* [Texte extrait]:

────────────────────────────────────────

S’il est vrai que toutes les nations ont les héros nationaux qu’elles méritent, ce fut un spectacle plutôt inquiétant.
LE CLIP VIDEO qui transforma David Adamov de soldat anonyme en personnalité nationale a été enregistré par une caméra palestinienne à Hébron.
Ce genre de caméras vidéo est devenu le fléau de l’armée israélienne. Elles ont été largement distribuées à de jeunes Palestiniens dans l’ensemble des territoires occupés par des organisations de paix israéliennes, en particulier B’Tselem.
Le clip commence par la scène à Hébron. Au milieu de la rue Shuhada se tient un soldat isolé portant un béret vert et armé d’un fusil. Il ressemble à n’importe quel soldat, avec la barbe courte en vogue actuellement chez les jeunes Israéliens.
Une sorte de discussion s’engage entre le soldat et des Palestiniens d’un certain âge dans la rue. Mais la caméra se tourne vers un adolescent palestinien, sans arme, qui s’approche du soldat, amenant son visage très près de lui et lui posant la main sur l’épaule.
Le soldat réagit avec colère, brandissant son fusil. C’est à ce moment qu’un autre adolescent entre dans le champ et dépasse le soldat par l’arrière.
Le soldat, se sentant de toute évidence menacé, se retourne et arme son fusil, prêt à tirer. Menaçant les deux adolescents, il essaie de frapper l’un d’eux, proférant pendant tout ce temps un flot d’obscénités. Il remarque alors le caméraman, lui ordonne de cesser de filmer et maudit sa mère dans les termes les plus grossiers. Fin.
CE CLIP a été présenté ce soir-là sur les trois chaînes principales de la télévision israélienne.

────────────────────────────────────────

* [Données enregistrées]:
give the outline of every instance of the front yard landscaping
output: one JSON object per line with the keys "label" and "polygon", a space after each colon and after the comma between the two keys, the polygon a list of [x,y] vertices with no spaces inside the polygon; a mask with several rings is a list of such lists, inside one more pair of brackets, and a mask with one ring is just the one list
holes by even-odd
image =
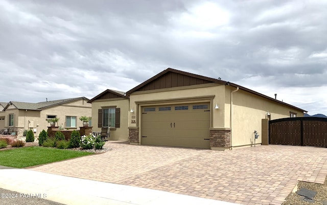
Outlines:
{"label": "front yard landscaping", "polygon": [[27,147],[0,151],[0,165],[22,168],[93,154],[67,149]]}

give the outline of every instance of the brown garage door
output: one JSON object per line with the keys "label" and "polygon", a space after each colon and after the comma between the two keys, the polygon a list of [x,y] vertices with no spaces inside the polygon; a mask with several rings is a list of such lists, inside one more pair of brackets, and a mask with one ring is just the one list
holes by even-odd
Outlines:
{"label": "brown garage door", "polygon": [[209,103],[142,107],[141,143],[209,148]]}

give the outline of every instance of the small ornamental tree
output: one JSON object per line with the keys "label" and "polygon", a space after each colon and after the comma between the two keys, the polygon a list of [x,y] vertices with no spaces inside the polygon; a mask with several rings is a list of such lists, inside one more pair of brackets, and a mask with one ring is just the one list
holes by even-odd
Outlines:
{"label": "small ornamental tree", "polygon": [[48,139],[48,132],[44,129],[42,130],[39,134],[39,145],[42,146],[43,143]]}
{"label": "small ornamental tree", "polygon": [[71,135],[68,147],[70,148],[80,147],[80,144],[81,134],[80,132],[77,130],[73,130]]}
{"label": "small ornamental tree", "polygon": [[34,134],[33,131],[30,130],[26,133],[26,142],[34,142]]}

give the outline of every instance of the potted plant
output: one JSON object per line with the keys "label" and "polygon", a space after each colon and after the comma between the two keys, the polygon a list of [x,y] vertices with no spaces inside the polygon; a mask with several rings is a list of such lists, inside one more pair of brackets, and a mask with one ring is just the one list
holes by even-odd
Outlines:
{"label": "potted plant", "polygon": [[79,118],[79,119],[82,122],[83,122],[83,126],[84,127],[88,127],[88,121],[91,120],[92,117],[86,117],[85,116],[81,116]]}
{"label": "potted plant", "polygon": [[59,119],[57,118],[46,119],[46,122],[50,123],[50,126],[53,127],[56,126],[56,123],[59,121]]}

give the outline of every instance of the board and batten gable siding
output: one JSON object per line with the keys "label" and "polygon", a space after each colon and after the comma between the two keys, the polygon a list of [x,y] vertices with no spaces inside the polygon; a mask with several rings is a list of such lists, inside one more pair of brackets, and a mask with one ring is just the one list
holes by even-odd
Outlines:
{"label": "board and batten gable siding", "polygon": [[[223,85],[212,83],[170,89],[135,92],[130,96],[130,107],[134,109],[137,108],[140,114],[141,106],[209,102],[212,110],[211,126],[224,127],[224,89]],[[214,109],[216,103],[220,107],[218,110]],[[213,112],[215,112],[214,115]],[[132,120],[131,118],[130,115],[130,121]],[[136,123],[131,126],[141,127],[141,115],[138,115],[138,119],[136,119]]]}

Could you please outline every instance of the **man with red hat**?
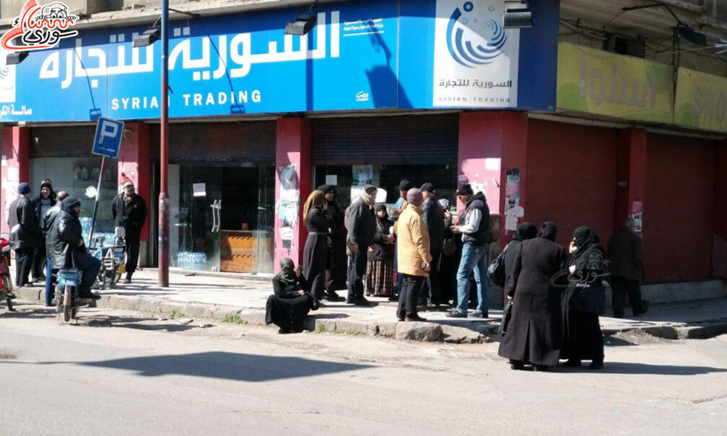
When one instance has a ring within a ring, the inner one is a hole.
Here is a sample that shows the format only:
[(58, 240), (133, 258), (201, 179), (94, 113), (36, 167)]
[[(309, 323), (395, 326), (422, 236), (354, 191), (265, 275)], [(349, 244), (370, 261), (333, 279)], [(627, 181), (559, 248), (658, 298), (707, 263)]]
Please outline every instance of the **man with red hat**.
[(146, 202), (141, 195), (136, 193), (134, 181), (124, 177), (121, 181), (124, 192), (113, 199), (111, 214), (113, 224), (123, 227), (126, 230), (126, 277), (124, 283), (132, 283), (132, 275), (136, 270), (139, 261), (139, 245), (141, 241), (141, 229), (146, 221)]

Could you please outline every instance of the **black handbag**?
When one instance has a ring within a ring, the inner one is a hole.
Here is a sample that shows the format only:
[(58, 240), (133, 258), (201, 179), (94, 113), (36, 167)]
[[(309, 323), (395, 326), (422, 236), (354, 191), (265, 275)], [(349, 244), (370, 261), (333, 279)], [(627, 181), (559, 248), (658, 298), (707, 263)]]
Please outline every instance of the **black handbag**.
[(601, 315), (606, 310), (606, 289), (601, 286), (575, 286), (568, 307), (572, 310)]
[(492, 261), (490, 266), (487, 267), (487, 278), (490, 279), (490, 282), (493, 285), (498, 288), (505, 288), (505, 254), (507, 252), (509, 246), (510, 244), (506, 245), (502, 252)]
[(502, 310), (502, 320), (500, 321), (499, 328), (497, 333), (500, 336), (505, 336), (507, 331), (507, 325), (510, 324), (510, 319), (513, 317), (513, 300), (508, 300)]

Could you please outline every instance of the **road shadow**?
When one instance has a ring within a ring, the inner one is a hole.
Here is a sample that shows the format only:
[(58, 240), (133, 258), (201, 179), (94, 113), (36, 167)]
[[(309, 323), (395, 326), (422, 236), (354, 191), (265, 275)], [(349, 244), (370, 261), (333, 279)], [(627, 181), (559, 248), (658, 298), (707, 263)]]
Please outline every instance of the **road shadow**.
[(182, 375), (255, 382), (310, 377), (356, 371), (371, 366), (296, 357), (225, 352), (130, 358), (83, 362), (79, 364), (133, 371), (139, 375), (149, 377)]

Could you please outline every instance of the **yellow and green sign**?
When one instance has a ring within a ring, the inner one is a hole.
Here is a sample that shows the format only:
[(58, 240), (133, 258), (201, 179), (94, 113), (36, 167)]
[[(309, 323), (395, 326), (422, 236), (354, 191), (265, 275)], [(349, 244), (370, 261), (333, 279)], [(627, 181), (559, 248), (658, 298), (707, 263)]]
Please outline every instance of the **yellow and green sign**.
[(727, 77), (679, 68), (674, 123), (727, 132)]
[(565, 42), (558, 44), (558, 109), (672, 124), (670, 65)]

────────────────────────────────────────

* [Consigne]:
Reprenez le texte sur le clip vidéo tourné à Hébron et poursuivez-le à partir de sa dernière phrase.

* [Réponse]:
Pour ceux d’entre nous qui connaissons la réalité en Cisjordanie, il n’y avait là rien d’extraordinaire. Des scènes de ce genre se produisent en permanence. Si le soldat ne tue personne, ce n’est que de la routine. S’il tue effectivement quelqu’un, l’armée annonce qu’une enquête a été ouverte. C’est en général la dernière fois qu’on en entend parler.
Ce qu’il y a de particulier ici, c’est que toute la scène a été photographiée et diffusée. L’armée interdit aux soldats de se comporter ainsi en présence de photographes, et notamment de menacer le caméraman. Des expériences douloureuses ont appris à l’armée que de tels clips, s’ils sont diffusés à l’étranger, peuvent sérieusement saper la propagande israélienne (officiellement qualifiée d’“explication”)
De façon encore plus inhabituelle, le porte-parole de l’armée annonça le même soir que le soldat avait été jugé par ses supérieurs et condamné à 28 jours de prison militaire.
TOUT CELA déclencha une tempête. Les réseaux sociaux sont entrés en action. Des centaines, puis des milliers, puis des dizaines de milliers de soldats se sont déclarés solidaires du soldat devenu célèbre sous le nom de “David Nahlawi”.
(“Nahal” est une unité de l’armée créée à l’origine par David Ben-Gourion pour faire progresser l’idée de combiner le service militaire avec le travail agricole de “pionnier”. D’où le béret vert. L’idée appartient au passé comme Ben-Gourion lui-même et l’unité en question est désormais une brigade d’infanterie ordinaire. La terminaison “awi” est empruntée à l’arabe par l’argot hébreu.)
De nombreux soldats, y compris des officiers, ont inondé internet de photos d’eux-mêmes cachant leurs visages derrière des pancartes affichant “Je suis David Nahlawi” Certains ne se sont même pas donné la peine de cacher leur visage.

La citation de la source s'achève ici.